Records from a data source:

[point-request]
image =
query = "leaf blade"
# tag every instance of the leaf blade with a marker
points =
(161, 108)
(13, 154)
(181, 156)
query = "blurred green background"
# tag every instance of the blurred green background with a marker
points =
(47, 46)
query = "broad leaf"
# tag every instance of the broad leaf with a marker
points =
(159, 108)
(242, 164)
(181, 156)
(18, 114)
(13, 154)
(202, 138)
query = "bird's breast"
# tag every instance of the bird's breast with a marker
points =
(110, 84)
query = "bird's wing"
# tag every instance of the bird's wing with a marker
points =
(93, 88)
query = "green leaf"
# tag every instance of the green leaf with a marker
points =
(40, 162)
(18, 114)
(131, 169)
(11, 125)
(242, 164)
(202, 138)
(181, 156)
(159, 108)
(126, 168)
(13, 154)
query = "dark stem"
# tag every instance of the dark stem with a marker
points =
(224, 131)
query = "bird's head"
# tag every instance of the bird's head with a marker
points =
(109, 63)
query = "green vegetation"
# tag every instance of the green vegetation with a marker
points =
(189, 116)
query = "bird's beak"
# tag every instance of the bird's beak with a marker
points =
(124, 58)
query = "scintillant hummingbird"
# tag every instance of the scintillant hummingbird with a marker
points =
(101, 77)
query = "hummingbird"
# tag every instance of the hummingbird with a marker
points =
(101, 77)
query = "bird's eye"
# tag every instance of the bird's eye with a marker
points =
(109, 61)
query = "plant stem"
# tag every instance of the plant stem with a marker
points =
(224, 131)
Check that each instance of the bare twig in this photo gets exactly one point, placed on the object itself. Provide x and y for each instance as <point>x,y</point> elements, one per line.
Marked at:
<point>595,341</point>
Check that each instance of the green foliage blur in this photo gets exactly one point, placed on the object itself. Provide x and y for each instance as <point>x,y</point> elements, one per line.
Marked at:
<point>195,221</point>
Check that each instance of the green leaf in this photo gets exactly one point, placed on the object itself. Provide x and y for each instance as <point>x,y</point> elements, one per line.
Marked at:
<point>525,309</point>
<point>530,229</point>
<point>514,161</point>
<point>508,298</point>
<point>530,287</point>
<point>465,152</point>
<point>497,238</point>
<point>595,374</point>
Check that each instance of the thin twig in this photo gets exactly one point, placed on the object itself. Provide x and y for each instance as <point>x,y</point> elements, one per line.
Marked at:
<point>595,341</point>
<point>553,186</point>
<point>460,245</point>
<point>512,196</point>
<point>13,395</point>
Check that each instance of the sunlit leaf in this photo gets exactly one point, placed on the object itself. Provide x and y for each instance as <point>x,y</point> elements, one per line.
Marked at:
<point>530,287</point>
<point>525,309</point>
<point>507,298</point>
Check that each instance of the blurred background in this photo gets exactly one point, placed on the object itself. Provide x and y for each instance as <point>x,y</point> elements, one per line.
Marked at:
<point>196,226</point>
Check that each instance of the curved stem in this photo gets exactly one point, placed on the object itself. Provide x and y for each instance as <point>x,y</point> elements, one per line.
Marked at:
...
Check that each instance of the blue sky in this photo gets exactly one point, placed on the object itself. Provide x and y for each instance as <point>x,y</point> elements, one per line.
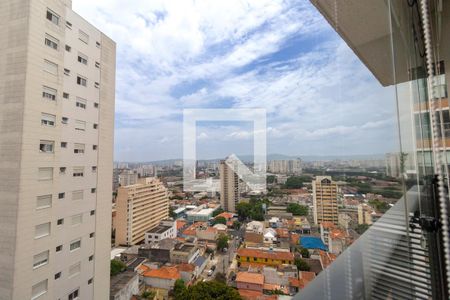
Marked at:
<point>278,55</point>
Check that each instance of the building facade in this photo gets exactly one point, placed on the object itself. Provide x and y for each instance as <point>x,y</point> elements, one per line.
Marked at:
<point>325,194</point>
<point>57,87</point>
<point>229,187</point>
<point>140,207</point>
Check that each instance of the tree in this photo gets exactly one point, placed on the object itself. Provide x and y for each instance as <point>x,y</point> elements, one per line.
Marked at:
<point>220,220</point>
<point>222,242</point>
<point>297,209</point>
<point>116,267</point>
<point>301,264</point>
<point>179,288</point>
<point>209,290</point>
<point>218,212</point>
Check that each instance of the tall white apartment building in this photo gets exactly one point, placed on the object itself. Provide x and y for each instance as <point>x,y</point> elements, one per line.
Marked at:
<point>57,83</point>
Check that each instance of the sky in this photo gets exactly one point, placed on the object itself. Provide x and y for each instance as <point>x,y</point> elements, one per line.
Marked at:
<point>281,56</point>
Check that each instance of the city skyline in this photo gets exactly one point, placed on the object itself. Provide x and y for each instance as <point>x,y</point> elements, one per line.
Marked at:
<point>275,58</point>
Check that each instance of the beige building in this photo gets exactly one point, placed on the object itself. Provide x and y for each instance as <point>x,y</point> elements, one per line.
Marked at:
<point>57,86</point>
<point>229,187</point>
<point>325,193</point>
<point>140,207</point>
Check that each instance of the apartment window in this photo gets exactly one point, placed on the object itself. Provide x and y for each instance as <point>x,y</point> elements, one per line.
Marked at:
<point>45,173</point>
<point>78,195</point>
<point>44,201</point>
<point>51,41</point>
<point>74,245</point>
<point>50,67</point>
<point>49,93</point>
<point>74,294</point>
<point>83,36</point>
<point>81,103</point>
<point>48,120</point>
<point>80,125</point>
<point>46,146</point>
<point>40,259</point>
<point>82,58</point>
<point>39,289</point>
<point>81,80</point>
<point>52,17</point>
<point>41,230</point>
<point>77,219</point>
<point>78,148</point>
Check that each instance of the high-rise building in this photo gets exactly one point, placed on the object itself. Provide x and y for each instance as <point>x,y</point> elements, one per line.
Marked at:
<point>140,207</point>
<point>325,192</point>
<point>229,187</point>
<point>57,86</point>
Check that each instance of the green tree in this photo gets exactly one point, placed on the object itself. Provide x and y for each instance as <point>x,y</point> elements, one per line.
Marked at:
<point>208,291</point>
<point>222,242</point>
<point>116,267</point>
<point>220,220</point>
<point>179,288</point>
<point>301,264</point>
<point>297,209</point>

TASK:
Using the data above, return every line that contains the string "blurred".

RESULT OF THIS EXERCISE:
query = "blurred green background"
# tag every instance of the blurred green background with a marker
Check that each instance of the blurred background in this photo gets exactly one point, placed on the object itself. Provide x and y for each instance as <point>x,y</point> elements, one per line.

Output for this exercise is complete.